Count the lines in the items below that contain the string "roof". Reply with the number alone.

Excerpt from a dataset

┌────────

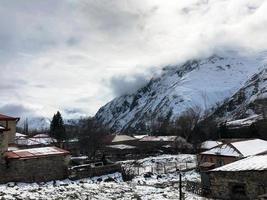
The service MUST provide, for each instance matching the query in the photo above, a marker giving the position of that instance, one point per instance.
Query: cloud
(122, 85)
(16, 110)
(55, 53)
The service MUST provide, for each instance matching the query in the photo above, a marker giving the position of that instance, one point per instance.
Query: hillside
(249, 101)
(206, 83)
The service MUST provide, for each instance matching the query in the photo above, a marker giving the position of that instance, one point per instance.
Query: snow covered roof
(20, 135)
(244, 122)
(139, 136)
(117, 138)
(42, 135)
(35, 152)
(121, 146)
(209, 144)
(35, 141)
(5, 117)
(2, 128)
(158, 138)
(120, 138)
(240, 148)
(253, 163)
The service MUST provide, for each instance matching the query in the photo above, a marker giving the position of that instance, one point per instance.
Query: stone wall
(34, 169)
(217, 159)
(238, 185)
(12, 132)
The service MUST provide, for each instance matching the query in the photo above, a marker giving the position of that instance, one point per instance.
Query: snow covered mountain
(205, 83)
(250, 101)
(36, 123)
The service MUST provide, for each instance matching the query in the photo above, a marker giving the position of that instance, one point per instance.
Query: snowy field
(155, 186)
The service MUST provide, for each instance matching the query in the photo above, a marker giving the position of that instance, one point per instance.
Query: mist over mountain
(206, 83)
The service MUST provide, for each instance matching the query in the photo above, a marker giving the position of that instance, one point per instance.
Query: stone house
(243, 179)
(120, 151)
(9, 123)
(207, 145)
(28, 165)
(35, 165)
(119, 139)
(229, 152)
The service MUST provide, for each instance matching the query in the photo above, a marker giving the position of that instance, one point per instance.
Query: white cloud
(61, 54)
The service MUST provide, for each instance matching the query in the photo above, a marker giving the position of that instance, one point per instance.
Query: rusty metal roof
(35, 153)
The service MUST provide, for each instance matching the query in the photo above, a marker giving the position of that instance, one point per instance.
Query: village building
(28, 165)
(167, 144)
(40, 140)
(209, 144)
(243, 179)
(119, 139)
(229, 152)
(9, 124)
(121, 151)
(35, 165)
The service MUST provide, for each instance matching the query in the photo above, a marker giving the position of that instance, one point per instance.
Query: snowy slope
(197, 82)
(247, 103)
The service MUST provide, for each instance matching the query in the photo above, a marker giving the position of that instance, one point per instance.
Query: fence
(159, 168)
(85, 171)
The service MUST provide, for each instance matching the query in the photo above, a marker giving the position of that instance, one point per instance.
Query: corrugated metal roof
(239, 148)
(253, 163)
(121, 146)
(35, 152)
(158, 138)
(5, 117)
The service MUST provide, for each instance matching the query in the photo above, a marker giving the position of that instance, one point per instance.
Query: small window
(238, 190)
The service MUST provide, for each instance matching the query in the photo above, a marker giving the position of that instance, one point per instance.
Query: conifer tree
(57, 127)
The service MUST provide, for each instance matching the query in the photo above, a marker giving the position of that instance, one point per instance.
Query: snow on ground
(161, 164)
(154, 186)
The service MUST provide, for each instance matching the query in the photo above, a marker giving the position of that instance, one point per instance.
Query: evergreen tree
(26, 127)
(57, 127)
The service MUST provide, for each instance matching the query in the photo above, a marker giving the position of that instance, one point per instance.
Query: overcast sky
(76, 55)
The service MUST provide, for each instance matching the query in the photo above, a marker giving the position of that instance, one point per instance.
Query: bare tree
(186, 123)
(91, 137)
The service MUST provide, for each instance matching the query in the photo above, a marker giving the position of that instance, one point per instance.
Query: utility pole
(180, 186)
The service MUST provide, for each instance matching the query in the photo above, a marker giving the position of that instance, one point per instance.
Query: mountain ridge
(203, 82)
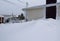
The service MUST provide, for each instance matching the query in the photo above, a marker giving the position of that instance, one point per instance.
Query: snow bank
(39, 30)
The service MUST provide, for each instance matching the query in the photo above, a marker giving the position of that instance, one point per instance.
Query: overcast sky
(15, 6)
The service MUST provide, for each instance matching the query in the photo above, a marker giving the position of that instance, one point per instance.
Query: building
(5, 17)
(1, 19)
(50, 10)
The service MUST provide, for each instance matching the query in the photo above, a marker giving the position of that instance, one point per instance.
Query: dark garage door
(51, 12)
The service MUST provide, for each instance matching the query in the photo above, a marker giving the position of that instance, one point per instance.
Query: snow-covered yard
(38, 30)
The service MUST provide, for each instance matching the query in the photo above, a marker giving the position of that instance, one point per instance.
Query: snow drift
(39, 30)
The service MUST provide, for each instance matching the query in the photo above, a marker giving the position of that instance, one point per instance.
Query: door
(51, 12)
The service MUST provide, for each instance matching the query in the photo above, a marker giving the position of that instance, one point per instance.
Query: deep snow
(38, 30)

└────────

Answer to this task
3